▶ [Task input]
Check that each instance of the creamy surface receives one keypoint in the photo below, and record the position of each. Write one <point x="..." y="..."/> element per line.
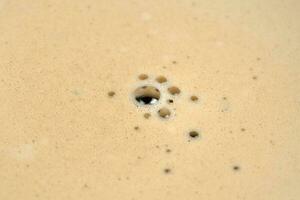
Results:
<point x="62" y="136"/>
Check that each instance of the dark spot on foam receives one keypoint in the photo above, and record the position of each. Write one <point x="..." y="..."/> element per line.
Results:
<point x="147" y="95"/>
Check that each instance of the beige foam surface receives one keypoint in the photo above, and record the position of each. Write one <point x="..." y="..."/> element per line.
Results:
<point x="63" y="137"/>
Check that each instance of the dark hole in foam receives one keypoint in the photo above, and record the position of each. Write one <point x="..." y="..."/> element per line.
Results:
<point x="147" y="95"/>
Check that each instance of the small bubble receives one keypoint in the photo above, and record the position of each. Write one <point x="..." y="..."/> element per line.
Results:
<point x="193" y="134"/>
<point x="174" y="90"/>
<point x="147" y="115"/>
<point x="164" y="112"/>
<point x="236" y="168"/>
<point x="170" y="101"/>
<point x="168" y="150"/>
<point x="111" y="93"/>
<point x="161" y="79"/>
<point x="143" y="76"/>
<point x="194" y="98"/>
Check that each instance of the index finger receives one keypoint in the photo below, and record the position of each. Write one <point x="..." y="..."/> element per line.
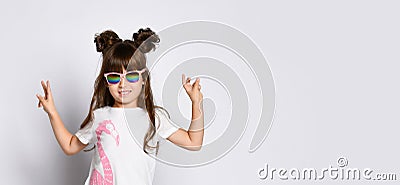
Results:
<point x="183" y="79"/>
<point x="44" y="88"/>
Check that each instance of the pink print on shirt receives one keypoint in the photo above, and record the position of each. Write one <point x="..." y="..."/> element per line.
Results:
<point x="96" y="178"/>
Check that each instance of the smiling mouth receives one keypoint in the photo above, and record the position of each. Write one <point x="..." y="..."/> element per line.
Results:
<point x="124" y="92"/>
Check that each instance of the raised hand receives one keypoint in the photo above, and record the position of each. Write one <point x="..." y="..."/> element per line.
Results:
<point x="47" y="101"/>
<point x="192" y="90"/>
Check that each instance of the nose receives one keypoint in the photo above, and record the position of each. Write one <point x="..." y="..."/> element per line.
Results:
<point x="122" y="82"/>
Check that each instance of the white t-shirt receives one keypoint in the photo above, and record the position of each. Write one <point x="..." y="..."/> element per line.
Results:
<point x="118" y="134"/>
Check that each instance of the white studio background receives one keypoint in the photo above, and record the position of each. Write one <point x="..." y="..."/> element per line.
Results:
<point x="335" y="66"/>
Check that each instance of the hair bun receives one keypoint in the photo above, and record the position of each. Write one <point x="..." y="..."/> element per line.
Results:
<point x="105" y="40"/>
<point x="145" y="40"/>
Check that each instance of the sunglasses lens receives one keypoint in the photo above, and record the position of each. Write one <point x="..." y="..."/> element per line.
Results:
<point x="113" y="78"/>
<point x="132" y="77"/>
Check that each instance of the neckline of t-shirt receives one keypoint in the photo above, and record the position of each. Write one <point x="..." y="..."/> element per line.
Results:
<point x="125" y="108"/>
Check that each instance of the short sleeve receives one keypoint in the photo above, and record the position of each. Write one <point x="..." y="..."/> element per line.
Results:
<point x="85" y="134"/>
<point x="164" y="124"/>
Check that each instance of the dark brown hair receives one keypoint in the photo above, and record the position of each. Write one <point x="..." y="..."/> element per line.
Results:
<point x="129" y="54"/>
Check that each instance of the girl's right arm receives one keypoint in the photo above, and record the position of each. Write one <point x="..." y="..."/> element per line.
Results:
<point x="69" y="143"/>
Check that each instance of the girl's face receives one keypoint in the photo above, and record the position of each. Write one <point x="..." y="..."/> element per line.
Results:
<point x="126" y="93"/>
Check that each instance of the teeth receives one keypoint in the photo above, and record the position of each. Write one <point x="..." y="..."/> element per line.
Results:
<point x="124" y="92"/>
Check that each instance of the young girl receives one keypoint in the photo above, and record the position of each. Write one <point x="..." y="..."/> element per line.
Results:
<point x="122" y="89"/>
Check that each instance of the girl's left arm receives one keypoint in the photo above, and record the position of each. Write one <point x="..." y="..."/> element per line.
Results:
<point x="192" y="139"/>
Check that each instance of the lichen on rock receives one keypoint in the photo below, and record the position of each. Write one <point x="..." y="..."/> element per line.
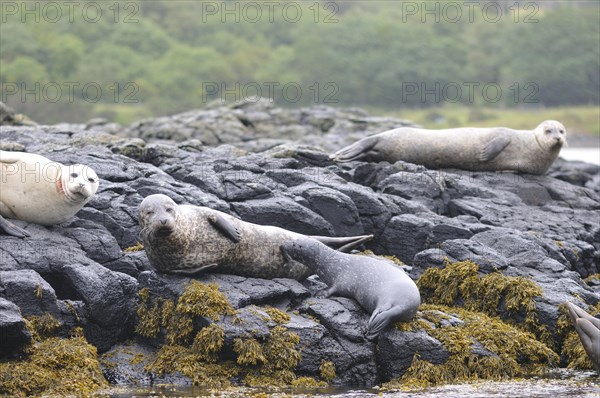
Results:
<point x="52" y="365"/>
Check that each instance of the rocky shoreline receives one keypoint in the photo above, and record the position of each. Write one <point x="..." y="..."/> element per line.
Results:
<point x="525" y="245"/>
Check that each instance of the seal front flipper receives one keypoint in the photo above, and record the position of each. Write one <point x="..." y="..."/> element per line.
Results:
<point x="493" y="148"/>
<point x="225" y="227"/>
<point x="12" y="229"/>
<point x="192" y="271"/>
<point x="379" y="320"/>
<point x="357" y="151"/>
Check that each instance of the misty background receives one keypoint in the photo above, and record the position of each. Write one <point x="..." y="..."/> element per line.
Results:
<point x="440" y="63"/>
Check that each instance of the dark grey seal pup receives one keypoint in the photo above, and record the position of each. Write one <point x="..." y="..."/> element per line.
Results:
<point x="378" y="285"/>
<point x="588" y="329"/>
<point x="186" y="239"/>
<point x="473" y="149"/>
<point x="38" y="190"/>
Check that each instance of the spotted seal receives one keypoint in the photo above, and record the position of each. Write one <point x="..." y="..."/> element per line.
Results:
<point x="378" y="285"/>
<point x="588" y="329"/>
<point x="186" y="239"/>
<point x="40" y="191"/>
<point x="473" y="149"/>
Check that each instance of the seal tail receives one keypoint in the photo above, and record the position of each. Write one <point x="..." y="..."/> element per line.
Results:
<point x="356" y="151"/>
<point x="343" y="244"/>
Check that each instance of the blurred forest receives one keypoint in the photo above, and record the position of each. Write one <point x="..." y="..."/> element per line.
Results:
<point x="151" y="58"/>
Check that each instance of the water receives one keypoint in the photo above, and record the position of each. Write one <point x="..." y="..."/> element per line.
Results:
<point x="589" y="155"/>
<point x="562" y="383"/>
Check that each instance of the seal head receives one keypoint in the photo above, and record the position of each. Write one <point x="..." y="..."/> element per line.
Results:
<point x="40" y="191"/>
<point x="186" y="239"/>
<point x="588" y="329"/>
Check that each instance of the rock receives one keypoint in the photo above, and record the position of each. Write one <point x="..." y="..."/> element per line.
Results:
<point x="396" y="349"/>
<point x="13" y="333"/>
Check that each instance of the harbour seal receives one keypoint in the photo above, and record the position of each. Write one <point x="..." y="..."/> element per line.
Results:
<point x="473" y="149"/>
<point x="588" y="329"/>
<point x="379" y="286"/>
<point x="40" y="191"/>
<point x="186" y="239"/>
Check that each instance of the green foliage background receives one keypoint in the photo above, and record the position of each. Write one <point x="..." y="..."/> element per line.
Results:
<point x="157" y="57"/>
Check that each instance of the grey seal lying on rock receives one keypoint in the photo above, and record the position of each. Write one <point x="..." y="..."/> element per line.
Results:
<point x="186" y="239"/>
<point x="40" y="191"/>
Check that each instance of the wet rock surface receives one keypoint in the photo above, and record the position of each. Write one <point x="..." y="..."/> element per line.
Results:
<point x="270" y="166"/>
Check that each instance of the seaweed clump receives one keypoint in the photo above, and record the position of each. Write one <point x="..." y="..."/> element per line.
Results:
<point x="459" y="283"/>
<point x="271" y="362"/>
<point x="277" y="315"/>
<point x="53" y="366"/>
<point x="511" y="352"/>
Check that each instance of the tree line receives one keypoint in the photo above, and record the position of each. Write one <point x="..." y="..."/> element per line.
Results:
<point x="160" y="57"/>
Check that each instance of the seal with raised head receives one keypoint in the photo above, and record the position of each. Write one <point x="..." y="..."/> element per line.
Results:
<point x="588" y="329"/>
<point x="378" y="285"/>
<point x="469" y="148"/>
<point x="41" y="191"/>
<point x="186" y="239"/>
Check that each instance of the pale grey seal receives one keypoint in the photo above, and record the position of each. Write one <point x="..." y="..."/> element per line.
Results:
<point x="588" y="329"/>
<point x="378" y="285"/>
<point x="473" y="149"/>
<point x="186" y="239"/>
<point x="38" y="190"/>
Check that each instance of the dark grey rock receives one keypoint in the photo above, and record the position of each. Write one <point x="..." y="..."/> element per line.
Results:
<point x="13" y="333"/>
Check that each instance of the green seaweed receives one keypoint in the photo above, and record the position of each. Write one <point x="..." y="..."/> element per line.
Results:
<point x="513" y="352"/>
<point x="53" y="365"/>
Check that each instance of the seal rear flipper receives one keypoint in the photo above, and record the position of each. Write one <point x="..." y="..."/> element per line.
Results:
<point x="493" y="148"/>
<point x="590" y="339"/>
<point x="356" y="151"/>
<point x="379" y="320"/>
<point x="575" y="312"/>
<point x="192" y="271"/>
<point x="225" y="227"/>
<point x="343" y="244"/>
<point x="12" y="229"/>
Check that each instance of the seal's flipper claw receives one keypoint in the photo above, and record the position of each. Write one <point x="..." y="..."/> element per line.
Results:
<point x="493" y="148"/>
<point x="225" y="227"/>
<point x="588" y="329"/>
<point x="12" y="229"/>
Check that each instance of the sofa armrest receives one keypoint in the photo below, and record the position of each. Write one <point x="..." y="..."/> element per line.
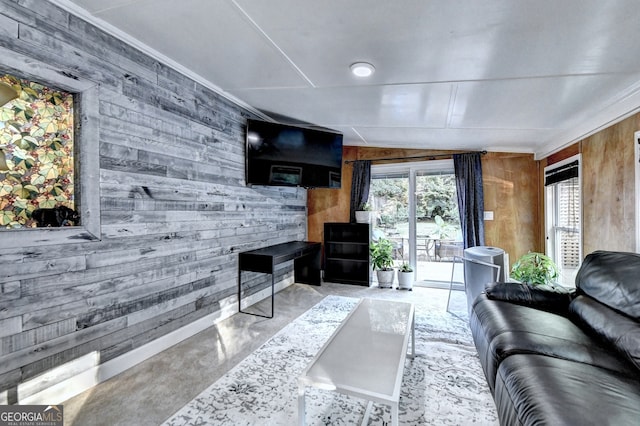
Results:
<point x="545" y="297"/>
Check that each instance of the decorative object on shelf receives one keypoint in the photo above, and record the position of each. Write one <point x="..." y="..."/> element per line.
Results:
<point x="405" y="277"/>
<point x="364" y="213"/>
<point x="382" y="261"/>
<point x="535" y="269"/>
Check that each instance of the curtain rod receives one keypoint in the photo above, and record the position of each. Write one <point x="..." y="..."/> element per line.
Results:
<point x="429" y="157"/>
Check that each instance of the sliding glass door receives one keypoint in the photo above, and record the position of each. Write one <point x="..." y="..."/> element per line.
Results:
<point x="416" y="208"/>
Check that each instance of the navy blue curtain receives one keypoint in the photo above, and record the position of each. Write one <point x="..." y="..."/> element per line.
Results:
<point x="360" y="182"/>
<point x="468" y="170"/>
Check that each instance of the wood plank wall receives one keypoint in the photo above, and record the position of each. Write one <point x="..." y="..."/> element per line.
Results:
<point x="174" y="208"/>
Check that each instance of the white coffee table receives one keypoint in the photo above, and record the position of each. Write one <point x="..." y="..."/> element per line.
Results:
<point x="365" y="356"/>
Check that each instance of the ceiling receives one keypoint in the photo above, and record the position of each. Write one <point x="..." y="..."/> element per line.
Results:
<point x="500" y="75"/>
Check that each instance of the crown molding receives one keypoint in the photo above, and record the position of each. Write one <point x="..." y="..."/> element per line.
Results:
<point x="83" y="14"/>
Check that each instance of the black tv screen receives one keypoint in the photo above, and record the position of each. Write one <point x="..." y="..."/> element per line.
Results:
<point x="284" y="155"/>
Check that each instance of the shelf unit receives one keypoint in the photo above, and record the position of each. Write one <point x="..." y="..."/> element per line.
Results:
<point x="346" y="253"/>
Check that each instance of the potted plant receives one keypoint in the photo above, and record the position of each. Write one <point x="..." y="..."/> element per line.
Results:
<point x="535" y="269"/>
<point x="382" y="260"/>
<point x="405" y="277"/>
<point x="364" y="213"/>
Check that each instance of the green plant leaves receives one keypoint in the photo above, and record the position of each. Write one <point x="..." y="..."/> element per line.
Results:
<point x="535" y="268"/>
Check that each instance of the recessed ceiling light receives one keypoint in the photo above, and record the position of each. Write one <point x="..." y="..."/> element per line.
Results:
<point x="362" y="69"/>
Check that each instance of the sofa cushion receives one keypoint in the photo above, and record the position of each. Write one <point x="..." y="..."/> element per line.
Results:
<point x="546" y="297"/>
<point x="501" y="329"/>
<point x="612" y="278"/>
<point x="540" y="390"/>
<point x="619" y="330"/>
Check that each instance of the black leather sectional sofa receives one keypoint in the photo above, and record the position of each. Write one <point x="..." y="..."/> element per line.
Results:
<point x="558" y="357"/>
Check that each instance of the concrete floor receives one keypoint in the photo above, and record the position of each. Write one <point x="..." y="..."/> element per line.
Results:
<point x="153" y="390"/>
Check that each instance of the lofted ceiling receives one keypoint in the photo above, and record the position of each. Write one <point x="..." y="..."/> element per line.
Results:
<point x="500" y="75"/>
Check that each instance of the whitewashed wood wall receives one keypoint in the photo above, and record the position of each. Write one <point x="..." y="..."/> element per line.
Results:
<point x="174" y="207"/>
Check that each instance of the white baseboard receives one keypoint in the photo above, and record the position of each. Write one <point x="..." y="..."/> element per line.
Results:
<point x="77" y="376"/>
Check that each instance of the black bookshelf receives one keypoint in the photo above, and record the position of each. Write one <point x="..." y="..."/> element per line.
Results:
<point x="346" y="253"/>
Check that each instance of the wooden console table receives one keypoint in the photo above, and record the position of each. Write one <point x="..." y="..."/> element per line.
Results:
<point x="306" y="258"/>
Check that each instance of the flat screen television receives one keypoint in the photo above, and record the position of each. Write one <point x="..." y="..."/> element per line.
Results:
<point x="284" y="155"/>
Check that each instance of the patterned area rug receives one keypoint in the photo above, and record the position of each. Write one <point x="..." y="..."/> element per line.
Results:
<point x="442" y="385"/>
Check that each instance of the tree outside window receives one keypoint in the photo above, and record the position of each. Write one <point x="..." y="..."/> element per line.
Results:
<point x="37" y="138"/>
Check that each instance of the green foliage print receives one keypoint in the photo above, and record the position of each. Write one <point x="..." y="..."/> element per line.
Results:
<point x="36" y="136"/>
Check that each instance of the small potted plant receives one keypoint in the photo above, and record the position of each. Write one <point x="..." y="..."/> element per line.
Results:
<point x="382" y="260"/>
<point x="405" y="277"/>
<point x="364" y="213"/>
<point x="535" y="269"/>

▶ [Exercise]
Each line from the one containing "Check that each instance of the whitewashed" through the end of the entries, both included, is to be returned exactly, with no other lines.

▶ [Task response]
Check that each instance of the whitewashed wood wall receives one keypoint in the photo above, and record the position of each. Write one <point x="..." y="..."/> element per line.
Results:
<point x="174" y="207"/>
Check that each instance of the white baseboard receives one keypoint in the photo above, and record the position of each. Write one <point x="..." y="..."/> element per line.
Results:
<point x="77" y="376"/>
Check that each instance of the black bookshelf receives one keypoint in the photo above, and record the position of each. Write one <point x="..." y="..."/> element per line.
Results:
<point x="346" y="253"/>
Check that each instance of the wooden console table receives one keypoint in the photo above, and record the position of each. Write one <point x="..." y="..."/> element per line.
Results:
<point x="306" y="258"/>
Check that each instance of the flat screen television receives one keypoint in the photo above, and record the position of each. Write one <point x="..." y="..."/> element per line.
Results:
<point x="284" y="155"/>
Check that each instance of the patterned area rug receives one keypoint in the photo above, and record the position of each. Write one <point x="..." y="..."/> element per line.
Results:
<point x="442" y="385"/>
Check that each instance of the tree outside window receives one keypoint in the photo above, and record the position of each. Write one <point x="..." y="..."/> element per line.
Results:
<point x="37" y="138"/>
Check that each instance of the green foliage print receives one keypoint in the photo above, and record the position of each. Write one <point x="..." y="..."/> element per line.
Results:
<point x="36" y="136"/>
Check that each instance of the small potted plant receives one keypoint in the photo above, and record the position of each. Write one <point x="..." y="..."/> element per line.
Results:
<point x="382" y="260"/>
<point x="405" y="277"/>
<point x="364" y="213"/>
<point x="535" y="269"/>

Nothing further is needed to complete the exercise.